• **What this task involves**
Using the court opinion below, state whether each statement agrees with it, answering yes or no and quoting the deciding words: 1. The contract in question allowed five years for removing the timber. 2. The petition to rehear was granted. 3. A petition to rehear was filed in the Monds case.

Opinion
(Filed 18 December, 1903.)
1. CONTRACTS — Logs and Logging — Timber.
Where a contract conveys the timber on land to be removed within a specified time (here five years), the vendee cannot remove it therefrom after the expiration of the time specified, a reasonable time being allowed within which to begin the cutting of the timber after the execution of the contract.
2. PAYMENT — Contracts — Logs and Logging — Equity.
Money paid for an option to cut timber during a certain period cannot be recovered back by the purchaser of the option, or his assignee, merely because he fails to take advantage of the option.
PETITION to rehear this case, reported 131 N.C. 830. Petition dismissed.
Pruden Pruden and Shepherd Shepherd for the petitioner.
W. M. Bond in opposition.
This is petition to rehear the above-entitled case which was decided by a per curiam order, at August Term, 1902, and is reported in 131 N.C. at p. 830.
This case and Monds v. Lumber Co., 131 N.C. 20, were argued at the same time, with the understanding, as the Court then thought, that the former case should abide the decision in the latter, but counsel inform us now that the two cases were argued together only for the sake of convenience, as the facts and principles of law involved in each of them are substantially the same, and it was not intended that the plaintiff in this case should be concluded by the decision in the Monds case, in which no petition to rehear is filed. We accept this statement (117) of counsel as to the real understanding of the parties, and will proceed to consider the errors alleged in the petition.

• **Records shown**
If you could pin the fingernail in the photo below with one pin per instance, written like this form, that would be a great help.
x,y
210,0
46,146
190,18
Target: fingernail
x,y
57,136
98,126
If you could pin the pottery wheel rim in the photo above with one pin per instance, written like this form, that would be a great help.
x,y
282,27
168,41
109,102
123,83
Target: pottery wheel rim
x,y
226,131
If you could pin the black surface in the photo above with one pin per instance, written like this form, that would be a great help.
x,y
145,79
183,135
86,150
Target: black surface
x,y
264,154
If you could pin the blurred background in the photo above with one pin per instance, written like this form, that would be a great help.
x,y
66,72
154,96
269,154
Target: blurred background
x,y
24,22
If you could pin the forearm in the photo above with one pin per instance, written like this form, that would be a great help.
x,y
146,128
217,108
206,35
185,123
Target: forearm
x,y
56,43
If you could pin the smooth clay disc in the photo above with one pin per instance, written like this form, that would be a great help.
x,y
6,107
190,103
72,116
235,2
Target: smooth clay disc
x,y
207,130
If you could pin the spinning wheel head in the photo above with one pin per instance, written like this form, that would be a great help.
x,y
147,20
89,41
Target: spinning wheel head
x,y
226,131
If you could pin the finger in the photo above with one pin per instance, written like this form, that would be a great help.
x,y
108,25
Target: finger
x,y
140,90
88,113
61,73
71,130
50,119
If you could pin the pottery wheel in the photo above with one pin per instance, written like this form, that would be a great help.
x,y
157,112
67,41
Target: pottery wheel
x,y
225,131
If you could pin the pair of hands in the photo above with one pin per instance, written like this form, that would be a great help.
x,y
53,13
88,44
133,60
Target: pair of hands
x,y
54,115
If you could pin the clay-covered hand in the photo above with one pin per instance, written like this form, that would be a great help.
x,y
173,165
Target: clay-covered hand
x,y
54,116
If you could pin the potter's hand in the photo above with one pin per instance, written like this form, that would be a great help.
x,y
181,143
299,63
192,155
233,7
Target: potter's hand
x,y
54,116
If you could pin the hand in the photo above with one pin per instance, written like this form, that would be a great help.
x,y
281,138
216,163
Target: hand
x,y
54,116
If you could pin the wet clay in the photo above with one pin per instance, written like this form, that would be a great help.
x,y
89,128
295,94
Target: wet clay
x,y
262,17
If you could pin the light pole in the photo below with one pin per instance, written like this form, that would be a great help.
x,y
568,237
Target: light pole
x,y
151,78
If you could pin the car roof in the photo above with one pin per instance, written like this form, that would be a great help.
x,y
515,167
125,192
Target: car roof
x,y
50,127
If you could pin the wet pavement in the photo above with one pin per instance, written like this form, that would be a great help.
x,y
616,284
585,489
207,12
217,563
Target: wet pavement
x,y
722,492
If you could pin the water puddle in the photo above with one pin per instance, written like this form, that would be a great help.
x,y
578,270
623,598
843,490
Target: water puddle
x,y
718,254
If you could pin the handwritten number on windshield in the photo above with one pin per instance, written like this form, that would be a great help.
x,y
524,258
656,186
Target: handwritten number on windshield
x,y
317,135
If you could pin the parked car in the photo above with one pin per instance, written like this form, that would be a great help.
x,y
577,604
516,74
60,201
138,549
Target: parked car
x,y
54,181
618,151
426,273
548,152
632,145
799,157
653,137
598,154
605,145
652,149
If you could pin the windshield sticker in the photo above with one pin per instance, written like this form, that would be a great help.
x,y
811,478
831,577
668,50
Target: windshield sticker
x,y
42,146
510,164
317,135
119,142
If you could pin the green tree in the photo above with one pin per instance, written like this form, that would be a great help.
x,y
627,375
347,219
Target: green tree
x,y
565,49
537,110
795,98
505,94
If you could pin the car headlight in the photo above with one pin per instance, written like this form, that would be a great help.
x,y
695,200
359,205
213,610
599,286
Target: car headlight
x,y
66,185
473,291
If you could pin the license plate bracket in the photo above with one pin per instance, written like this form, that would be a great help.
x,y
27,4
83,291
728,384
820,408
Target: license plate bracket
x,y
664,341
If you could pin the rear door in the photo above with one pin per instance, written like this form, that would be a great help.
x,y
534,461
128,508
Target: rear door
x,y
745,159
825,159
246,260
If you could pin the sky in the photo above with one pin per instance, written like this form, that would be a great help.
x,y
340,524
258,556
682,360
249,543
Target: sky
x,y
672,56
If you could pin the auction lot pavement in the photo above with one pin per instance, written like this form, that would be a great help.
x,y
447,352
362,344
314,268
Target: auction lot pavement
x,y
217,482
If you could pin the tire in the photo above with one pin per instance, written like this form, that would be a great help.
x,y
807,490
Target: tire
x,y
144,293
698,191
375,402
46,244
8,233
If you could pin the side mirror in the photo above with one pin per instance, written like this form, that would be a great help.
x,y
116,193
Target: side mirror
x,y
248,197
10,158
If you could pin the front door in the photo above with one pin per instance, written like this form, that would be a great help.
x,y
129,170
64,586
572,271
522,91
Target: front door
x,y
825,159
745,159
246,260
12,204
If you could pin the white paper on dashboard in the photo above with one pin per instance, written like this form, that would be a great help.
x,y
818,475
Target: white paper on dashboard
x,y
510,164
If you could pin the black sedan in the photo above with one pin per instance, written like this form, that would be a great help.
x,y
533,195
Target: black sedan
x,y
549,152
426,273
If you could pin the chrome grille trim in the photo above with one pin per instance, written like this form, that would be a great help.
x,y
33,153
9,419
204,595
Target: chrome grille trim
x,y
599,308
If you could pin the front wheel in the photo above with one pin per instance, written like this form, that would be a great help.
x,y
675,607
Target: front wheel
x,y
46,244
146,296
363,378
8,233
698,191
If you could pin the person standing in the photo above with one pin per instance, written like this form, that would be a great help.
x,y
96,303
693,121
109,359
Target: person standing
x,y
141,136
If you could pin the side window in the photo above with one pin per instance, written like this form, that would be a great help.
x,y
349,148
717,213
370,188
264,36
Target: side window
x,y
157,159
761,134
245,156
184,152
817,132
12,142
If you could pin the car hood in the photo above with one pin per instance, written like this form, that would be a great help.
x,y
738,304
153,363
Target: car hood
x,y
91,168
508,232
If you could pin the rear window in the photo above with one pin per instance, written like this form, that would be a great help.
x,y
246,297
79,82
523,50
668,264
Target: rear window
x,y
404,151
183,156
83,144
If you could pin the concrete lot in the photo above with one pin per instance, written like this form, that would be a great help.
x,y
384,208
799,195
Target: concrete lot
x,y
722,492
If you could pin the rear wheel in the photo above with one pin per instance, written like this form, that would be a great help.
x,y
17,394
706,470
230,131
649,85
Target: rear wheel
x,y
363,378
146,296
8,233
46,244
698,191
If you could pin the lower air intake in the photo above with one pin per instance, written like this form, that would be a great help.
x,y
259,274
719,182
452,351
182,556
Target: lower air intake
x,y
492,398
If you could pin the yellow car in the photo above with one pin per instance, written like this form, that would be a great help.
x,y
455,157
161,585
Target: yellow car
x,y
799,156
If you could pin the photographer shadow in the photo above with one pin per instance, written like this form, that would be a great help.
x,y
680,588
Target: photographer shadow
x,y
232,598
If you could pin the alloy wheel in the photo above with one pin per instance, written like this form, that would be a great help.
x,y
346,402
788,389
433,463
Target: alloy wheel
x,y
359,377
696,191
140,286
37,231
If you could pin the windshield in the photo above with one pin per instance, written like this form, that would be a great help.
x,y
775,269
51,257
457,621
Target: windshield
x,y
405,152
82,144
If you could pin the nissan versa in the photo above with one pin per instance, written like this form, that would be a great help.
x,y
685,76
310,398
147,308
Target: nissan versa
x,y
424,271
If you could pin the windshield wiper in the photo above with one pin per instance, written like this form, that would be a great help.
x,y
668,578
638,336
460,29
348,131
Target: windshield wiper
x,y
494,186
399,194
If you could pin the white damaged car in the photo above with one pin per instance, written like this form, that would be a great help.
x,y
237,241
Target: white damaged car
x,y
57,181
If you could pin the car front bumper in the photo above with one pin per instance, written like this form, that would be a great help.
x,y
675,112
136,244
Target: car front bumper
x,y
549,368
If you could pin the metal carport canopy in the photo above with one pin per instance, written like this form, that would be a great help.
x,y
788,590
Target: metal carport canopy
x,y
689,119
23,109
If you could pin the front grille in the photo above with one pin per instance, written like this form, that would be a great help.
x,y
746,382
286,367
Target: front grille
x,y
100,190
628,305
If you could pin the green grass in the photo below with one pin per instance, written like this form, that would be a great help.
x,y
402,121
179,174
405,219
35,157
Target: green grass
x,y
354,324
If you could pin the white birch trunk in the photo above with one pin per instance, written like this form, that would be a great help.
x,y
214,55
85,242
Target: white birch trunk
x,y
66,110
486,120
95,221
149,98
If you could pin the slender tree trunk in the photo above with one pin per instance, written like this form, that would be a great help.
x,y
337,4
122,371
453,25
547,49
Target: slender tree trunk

• **Correct result**
1. Yes: "within a specified time (here five years)"
2. No: "Petition dismissed."
3. No: "in which no petition to rehear is filed"